### Goal of the exercise
Give only the number of lines in the following entries where "Target" appears.

== Information given

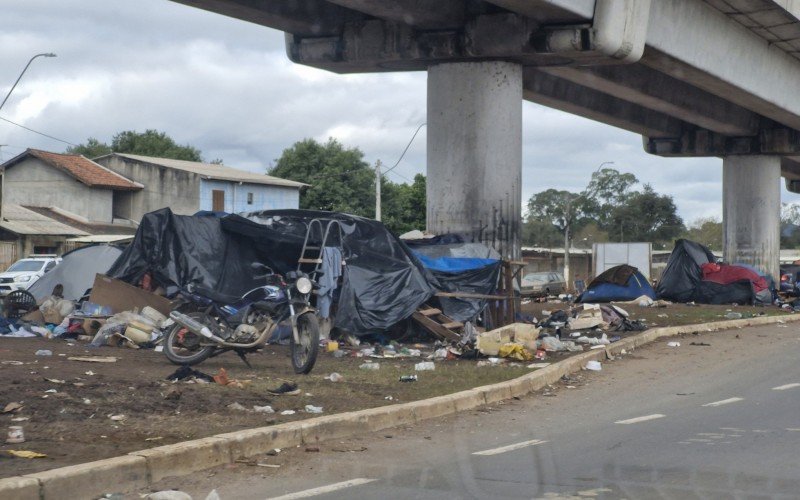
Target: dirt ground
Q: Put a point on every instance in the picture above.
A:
(76, 411)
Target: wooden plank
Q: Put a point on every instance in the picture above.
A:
(310, 261)
(435, 328)
(469, 295)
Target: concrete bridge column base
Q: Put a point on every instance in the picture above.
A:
(751, 199)
(475, 152)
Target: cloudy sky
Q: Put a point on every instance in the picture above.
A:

====

### Result for this task
4